## Excerpt provided
----------
Earlier in May, Miami offensive coordinator Clyde Christensen described Ajayi’s receiving skills as “200 percent better” than at this juncture last year. With that in mind, projecting a significant uptick in catches (40-50?) is fair. Now a truer three-down threat, he’s easily a mid-range RB1 and worth a selection in the No. 9-No. 12 overall range. There are questions about the offensive line (Mike Pouncey’s hip?), but it’s conceivable he eclipses 1,400 combined yards with double-digit TDs.
Jarvis Landry is a certifiable pass-catching machine. Drop a quarter in the slot and jackpot symbols lock in, particularly for those in full-point PPR leagues. Since entering the league in 2014, he’s hauled in an average of 96.3 receptions per year. OVER/UNDER 99.5 Landry catches this fall.
Brad – UNDER. Think of Landry as a mid-sized four door. He isn’t the sexiest car on the lot, but he’s a highly predictable and reliable product who can take PPR owners smoothly from Point A to Point B. Last year, the slot man commanded 28.1 percent of Miami’s targets and grabbed 71.8 percent of those looks. Touchdowns are a rarity, but he’s a very bankable WR2.
However, I foresee a slight decline from last fall’s 94-catch campaign. Julius Thomas is now in the fold and Ajayi and Parker should each undergo target increases. Miami’s improved defense also decreases confidence. Put it together and a final tally near 90-1050-4 feels right.
----------
## Given records
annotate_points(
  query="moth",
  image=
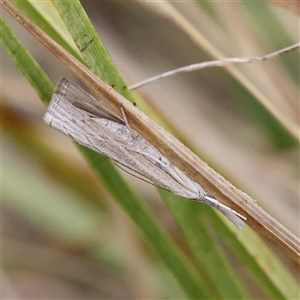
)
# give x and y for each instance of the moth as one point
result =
(78, 115)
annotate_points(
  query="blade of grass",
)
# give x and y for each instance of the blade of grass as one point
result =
(96, 56)
(169, 11)
(176, 261)
(47, 18)
(180, 155)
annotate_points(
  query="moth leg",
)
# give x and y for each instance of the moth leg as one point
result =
(214, 202)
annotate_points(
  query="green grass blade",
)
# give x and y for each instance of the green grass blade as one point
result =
(26, 64)
(180, 266)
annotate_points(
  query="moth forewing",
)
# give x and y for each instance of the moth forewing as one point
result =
(108, 138)
(78, 115)
(83, 100)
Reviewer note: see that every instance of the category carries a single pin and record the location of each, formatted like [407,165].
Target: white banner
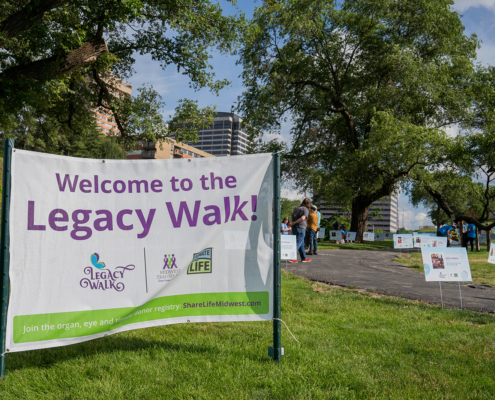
[491,255]
[446,265]
[403,241]
[380,236]
[335,235]
[288,247]
[369,236]
[99,247]
[351,236]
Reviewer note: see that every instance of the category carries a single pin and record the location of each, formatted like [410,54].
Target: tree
[67,53]
[366,84]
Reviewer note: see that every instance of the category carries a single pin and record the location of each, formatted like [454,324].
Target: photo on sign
[437,261]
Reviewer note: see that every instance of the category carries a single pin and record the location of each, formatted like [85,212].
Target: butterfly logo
[94,260]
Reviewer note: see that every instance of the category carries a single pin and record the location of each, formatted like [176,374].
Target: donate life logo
[201,263]
[103,279]
[170,269]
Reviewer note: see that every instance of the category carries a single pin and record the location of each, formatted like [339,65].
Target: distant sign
[379,236]
[403,241]
[446,265]
[351,236]
[288,247]
[369,236]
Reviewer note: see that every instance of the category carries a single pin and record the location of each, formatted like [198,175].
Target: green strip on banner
[38,327]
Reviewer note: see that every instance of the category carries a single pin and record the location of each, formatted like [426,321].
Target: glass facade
[224,138]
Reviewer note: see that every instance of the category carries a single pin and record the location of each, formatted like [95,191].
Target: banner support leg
[8,145]
[277,351]
[441,296]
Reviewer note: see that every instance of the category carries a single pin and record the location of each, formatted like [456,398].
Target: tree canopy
[368,85]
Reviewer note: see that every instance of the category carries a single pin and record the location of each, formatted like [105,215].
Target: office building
[225,137]
[387,219]
[104,117]
[168,150]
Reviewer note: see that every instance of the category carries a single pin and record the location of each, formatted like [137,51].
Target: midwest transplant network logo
[201,263]
[103,279]
[169,270]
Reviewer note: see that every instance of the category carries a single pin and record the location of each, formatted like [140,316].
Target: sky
[478,16]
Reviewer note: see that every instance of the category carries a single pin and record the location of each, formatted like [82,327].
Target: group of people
[469,232]
[304,223]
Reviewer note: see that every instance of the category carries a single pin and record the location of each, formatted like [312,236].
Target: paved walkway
[374,270]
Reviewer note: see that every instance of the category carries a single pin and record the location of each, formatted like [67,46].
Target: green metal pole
[8,145]
[277,350]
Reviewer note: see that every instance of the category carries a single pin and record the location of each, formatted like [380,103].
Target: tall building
[387,219]
[104,118]
[225,137]
[168,150]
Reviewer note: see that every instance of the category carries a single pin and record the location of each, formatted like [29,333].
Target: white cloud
[463,5]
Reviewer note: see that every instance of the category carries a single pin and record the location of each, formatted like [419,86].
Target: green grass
[384,244]
[481,270]
[353,346]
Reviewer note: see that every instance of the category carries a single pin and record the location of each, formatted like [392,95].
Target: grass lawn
[482,271]
[384,244]
[353,346]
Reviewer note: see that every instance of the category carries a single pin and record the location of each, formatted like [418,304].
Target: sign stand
[441,296]
[8,145]
[277,351]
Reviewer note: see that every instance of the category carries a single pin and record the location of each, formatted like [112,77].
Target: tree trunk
[359,219]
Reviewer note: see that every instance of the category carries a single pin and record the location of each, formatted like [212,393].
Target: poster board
[403,241]
[133,244]
[446,265]
[369,236]
[335,235]
[380,236]
[288,247]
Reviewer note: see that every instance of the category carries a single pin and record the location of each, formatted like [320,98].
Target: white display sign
[99,247]
[422,241]
[351,236]
[446,265]
[369,236]
[335,235]
[288,247]
[403,241]
[491,255]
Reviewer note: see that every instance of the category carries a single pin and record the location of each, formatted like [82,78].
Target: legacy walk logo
[103,279]
[201,263]
[170,269]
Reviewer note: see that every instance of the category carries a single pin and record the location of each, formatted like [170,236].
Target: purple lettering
[145,223]
[120,222]
[156,186]
[52,219]
[183,208]
[238,209]
[77,225]
[31,225]
[72,186]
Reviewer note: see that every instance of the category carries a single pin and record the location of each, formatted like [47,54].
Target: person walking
[299,223]
[284,229]
[470,235]
[313,230]
[445,231]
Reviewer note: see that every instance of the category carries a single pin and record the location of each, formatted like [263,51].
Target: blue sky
[478,17]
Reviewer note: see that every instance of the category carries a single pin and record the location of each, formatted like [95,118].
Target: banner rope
[278,319]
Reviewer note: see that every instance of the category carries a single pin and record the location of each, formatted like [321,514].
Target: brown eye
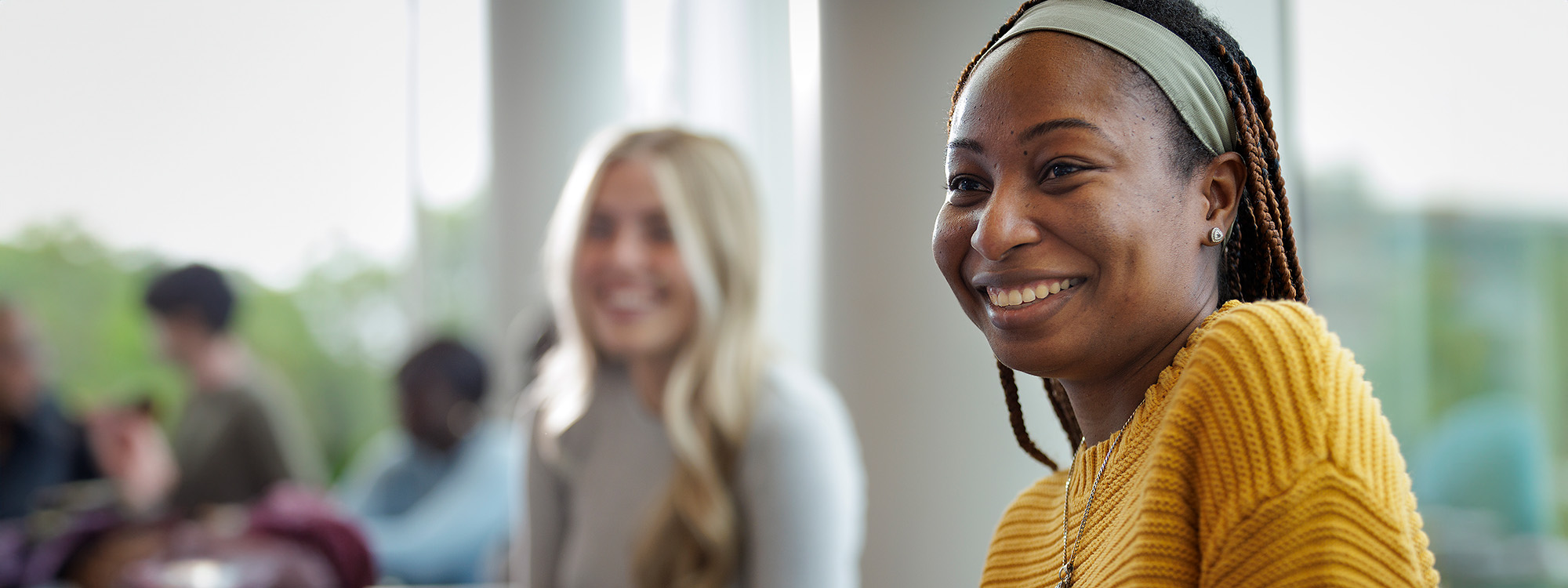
[965,184]
[1058,170]
[659,230]
[600,230]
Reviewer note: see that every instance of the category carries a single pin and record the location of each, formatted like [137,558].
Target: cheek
[951,242]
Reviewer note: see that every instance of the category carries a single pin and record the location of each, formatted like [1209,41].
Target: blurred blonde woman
[669,449]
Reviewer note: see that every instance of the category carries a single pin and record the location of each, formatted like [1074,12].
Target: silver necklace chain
[1069,557]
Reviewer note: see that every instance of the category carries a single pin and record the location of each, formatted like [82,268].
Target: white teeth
[1029,296]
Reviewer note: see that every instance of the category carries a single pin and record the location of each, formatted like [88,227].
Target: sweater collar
[1141,429]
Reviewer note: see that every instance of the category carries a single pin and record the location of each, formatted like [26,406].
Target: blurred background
[374,173]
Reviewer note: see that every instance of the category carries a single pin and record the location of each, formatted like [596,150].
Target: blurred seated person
[437,496]
[38,446]
[239,435]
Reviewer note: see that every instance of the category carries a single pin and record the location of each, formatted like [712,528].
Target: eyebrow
[1034,132]
[1050,126]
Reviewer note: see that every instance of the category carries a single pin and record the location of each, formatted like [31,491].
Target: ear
[1222,183]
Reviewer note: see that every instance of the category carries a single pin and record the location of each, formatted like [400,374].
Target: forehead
[1045,76]
[630,187]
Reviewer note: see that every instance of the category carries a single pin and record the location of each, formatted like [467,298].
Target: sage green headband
[1178,70]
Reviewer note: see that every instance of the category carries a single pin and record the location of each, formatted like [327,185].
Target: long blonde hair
[694,539]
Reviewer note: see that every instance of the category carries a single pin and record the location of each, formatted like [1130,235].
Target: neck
[217,366]
[650,376]
[7,434]
[1105,407]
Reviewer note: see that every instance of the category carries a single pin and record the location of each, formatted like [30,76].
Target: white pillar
[557,78]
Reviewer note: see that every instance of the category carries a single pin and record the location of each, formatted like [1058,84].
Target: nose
[630,250]
[1004,227]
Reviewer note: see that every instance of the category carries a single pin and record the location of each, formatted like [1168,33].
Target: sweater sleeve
[802,490]
[1296,476]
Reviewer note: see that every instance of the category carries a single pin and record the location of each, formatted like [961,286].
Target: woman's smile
[1023,303]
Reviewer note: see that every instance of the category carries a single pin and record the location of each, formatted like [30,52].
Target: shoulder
[799,407]
[1282,333]
[800,437]
[1034,507]
[1034,515]
[1280,350]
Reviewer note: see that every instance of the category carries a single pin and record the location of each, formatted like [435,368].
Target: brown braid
----------
## What you are asked to do
Extend the fantasy football preview of the Miami Dolphins players from where it stops.

## Task result
Liz – UNDER. As Miami adds more weapons, Landry’s targets have decreased. Down 33 looks from 2015, the slot-machine’s opportunities are likely to take another hit come September. With DeVante Parker healthy, Kenny Stills re-signed, Leonte Carroo coming around, Julius Thomas added to the squad, and Jay Ajayi beefing up his receiving skills, there’s only so much for Landry to absorb. He’s still one of the most efficient receivers in the game, but should be ranked just outside of the top 20 players at the position.
According to local reports, DeVante Parker is on the verge of a breakthrough campaign. Last season over 15 games, the wideout landed outside the top-50 in fantasy points per game and enticed a modest 20 percent of Miami’s target share. Are you BUYING or SELLING Parker as a WR3 or better contributor in 12-team leagues?
Liz – SELLING. As recently as March, Coach Gase derided Parker’s work habits. Maybe that was an attempt to motivate the 24-year-old, but I’d hope he wouldn’t need motivating, especially after two underwhelming seasons. Furthermore, the Phins decided to keep Kenny Stills, whose skill set is similar to Parker’s. That’s telling.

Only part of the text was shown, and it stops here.